**SET EXERCISE**
Rewrite the curriculum review from "The parent intensity" to "toward it slowly.", substituting "Greek" for every "Latin".

**TEXT PASSAGE**
+===+
The parent intensity is real. Simply Classical is not a program the child does independently while the parent checks in. It is a program the parent presents, scaffolds, and reviews at every step, with substantial daily one-on-one time. This is the design feature that the parent-intensity-5 rating reflects.
What they do exceptionally well
Classical content at the student's actual readiness. The program's signature accomplishment is holding the classical ambition. Latin, copybook, the great books, while meeting the student where they are cognitively. A Simply Classical student with Down syndrome working in Level 3 at age eleven is doing Latin, reading Aesop, and memorizing Psalm passages. Other special-needs curricula tend to abandon the classical ceiling; Simply Classical keeps it and climbs toward it slowly.
Detailed, scaffolded daily plans. Each curriculum manual reads as a thorough day-by-day script with Teacher Notes that anticipate the specific challenges of special-needs learners, short attention, weak working memory, limited expressive language, motor-planning difficulty. The Notes tell the parent what to do when the child cannot sit still, cannot recall the previous day's content, or resists the work. This level of specific guidance is rare in any curriculum and nearly unique in classical publishing.
A companion book that is itself a teacher-education text. Simply Classical: A Beautiful Education for Any Child is used as a primary text in classical-school teacher training programs. Families using the curriculum are, in effect, also being trained in special-needs classical pedagogy through the companion volume, which many find transformative even if they were not initially drawn to classical methods.
+===+
**DATASET EXTRACT**

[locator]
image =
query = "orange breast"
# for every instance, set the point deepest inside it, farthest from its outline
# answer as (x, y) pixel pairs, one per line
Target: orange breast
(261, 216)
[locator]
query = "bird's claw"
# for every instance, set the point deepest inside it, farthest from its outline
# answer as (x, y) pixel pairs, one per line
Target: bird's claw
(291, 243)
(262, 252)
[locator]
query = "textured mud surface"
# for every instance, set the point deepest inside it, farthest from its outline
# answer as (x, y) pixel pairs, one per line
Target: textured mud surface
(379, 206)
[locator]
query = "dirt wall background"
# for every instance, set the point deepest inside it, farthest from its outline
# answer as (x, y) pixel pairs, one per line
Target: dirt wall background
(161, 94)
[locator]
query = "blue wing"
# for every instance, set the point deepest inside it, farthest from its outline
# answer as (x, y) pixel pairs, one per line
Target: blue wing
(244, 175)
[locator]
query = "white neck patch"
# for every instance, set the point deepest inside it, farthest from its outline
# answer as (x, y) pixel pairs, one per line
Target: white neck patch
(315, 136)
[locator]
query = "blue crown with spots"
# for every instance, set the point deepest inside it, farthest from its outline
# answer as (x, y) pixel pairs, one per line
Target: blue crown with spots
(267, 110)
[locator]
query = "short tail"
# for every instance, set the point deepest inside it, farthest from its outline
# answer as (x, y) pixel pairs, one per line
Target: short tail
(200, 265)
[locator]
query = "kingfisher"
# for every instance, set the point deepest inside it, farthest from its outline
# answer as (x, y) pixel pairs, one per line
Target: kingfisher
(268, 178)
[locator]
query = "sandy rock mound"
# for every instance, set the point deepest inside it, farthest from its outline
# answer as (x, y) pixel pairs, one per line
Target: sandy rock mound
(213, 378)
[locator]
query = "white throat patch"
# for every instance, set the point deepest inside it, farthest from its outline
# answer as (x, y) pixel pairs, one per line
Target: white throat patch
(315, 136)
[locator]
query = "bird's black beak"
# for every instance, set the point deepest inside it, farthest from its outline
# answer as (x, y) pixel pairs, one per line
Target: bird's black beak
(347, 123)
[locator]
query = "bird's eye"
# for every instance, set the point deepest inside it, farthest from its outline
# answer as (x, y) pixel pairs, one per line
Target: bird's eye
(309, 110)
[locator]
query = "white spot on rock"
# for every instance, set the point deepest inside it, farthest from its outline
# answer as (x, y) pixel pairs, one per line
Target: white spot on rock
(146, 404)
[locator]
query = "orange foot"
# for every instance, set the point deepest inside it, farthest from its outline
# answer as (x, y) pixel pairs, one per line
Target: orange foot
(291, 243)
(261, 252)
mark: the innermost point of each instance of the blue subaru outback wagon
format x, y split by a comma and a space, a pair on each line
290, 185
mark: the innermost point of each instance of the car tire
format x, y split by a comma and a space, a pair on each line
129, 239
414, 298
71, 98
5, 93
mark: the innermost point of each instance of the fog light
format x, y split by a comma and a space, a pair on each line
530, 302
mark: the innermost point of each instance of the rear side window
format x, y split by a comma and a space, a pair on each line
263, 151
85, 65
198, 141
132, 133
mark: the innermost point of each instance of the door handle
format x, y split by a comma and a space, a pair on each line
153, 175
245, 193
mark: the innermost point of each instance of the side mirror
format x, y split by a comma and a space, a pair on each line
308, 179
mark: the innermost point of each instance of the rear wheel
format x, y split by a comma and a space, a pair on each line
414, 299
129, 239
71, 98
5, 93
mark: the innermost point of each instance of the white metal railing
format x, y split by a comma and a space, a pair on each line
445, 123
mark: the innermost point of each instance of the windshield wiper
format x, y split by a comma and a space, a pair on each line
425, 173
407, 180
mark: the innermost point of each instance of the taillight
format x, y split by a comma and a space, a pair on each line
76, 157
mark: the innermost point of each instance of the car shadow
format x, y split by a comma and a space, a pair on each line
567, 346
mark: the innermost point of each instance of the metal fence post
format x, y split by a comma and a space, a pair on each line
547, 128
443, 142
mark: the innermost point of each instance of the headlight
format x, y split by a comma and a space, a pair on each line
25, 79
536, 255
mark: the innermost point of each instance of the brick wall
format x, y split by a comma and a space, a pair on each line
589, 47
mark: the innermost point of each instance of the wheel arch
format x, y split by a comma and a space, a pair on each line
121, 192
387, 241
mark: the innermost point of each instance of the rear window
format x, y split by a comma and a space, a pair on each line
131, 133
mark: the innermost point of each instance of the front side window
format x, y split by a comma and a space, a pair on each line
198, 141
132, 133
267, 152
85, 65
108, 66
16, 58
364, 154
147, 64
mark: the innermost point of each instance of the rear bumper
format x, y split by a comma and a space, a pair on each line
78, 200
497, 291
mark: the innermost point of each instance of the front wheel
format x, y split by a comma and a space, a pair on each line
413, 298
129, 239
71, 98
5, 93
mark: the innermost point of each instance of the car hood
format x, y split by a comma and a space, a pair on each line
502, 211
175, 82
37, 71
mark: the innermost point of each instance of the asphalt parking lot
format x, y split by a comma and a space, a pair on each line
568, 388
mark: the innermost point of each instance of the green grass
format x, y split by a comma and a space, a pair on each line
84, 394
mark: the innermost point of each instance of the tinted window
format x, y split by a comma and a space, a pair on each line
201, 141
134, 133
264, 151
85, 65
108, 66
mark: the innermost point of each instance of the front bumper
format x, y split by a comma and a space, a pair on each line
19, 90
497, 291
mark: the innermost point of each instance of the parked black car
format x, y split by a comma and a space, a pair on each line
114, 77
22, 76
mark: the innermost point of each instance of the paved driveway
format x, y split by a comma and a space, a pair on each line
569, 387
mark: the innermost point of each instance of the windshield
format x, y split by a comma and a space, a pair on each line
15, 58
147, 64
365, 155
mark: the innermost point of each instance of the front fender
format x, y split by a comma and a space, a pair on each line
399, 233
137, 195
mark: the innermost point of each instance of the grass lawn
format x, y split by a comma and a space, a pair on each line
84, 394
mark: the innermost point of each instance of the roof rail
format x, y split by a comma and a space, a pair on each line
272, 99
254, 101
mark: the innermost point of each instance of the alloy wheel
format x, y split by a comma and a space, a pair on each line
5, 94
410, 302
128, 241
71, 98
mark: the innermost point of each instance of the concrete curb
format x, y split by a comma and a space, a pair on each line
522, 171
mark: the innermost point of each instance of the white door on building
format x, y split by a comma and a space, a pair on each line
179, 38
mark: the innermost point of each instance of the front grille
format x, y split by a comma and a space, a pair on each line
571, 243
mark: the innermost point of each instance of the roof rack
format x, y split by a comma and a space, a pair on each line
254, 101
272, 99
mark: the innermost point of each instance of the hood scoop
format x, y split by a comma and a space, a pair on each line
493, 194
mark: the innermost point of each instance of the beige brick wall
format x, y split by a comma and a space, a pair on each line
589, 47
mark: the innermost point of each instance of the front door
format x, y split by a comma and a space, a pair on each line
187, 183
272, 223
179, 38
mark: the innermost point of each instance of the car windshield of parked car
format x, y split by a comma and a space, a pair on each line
+===+
**SOLVED PROBLEM**
The parent intensity is real. Simply Classical is not a program the child does independently while the parent checks in. It is a program the parent presents, scaffolds, and reviews at every step, with substantial daily one-on-one time. This is the design feature that the parent-intensity-5 rating reflects.
What they do exceptionally well
Classical content at the student's actual readiness. The program's signature accomplishment is holding the classical ambition. Greek, copybook, the great books, while meeting the student where they are cognitively. A Simply Classical student with Down syndrome working in Level 3 at age eleven is doing Greek, reading Aesop, and memorizing Psalm passages. Other special-needs curricula tend to abandon the classical ceiling; Simply Classical keeps it and climbs toward it slowly.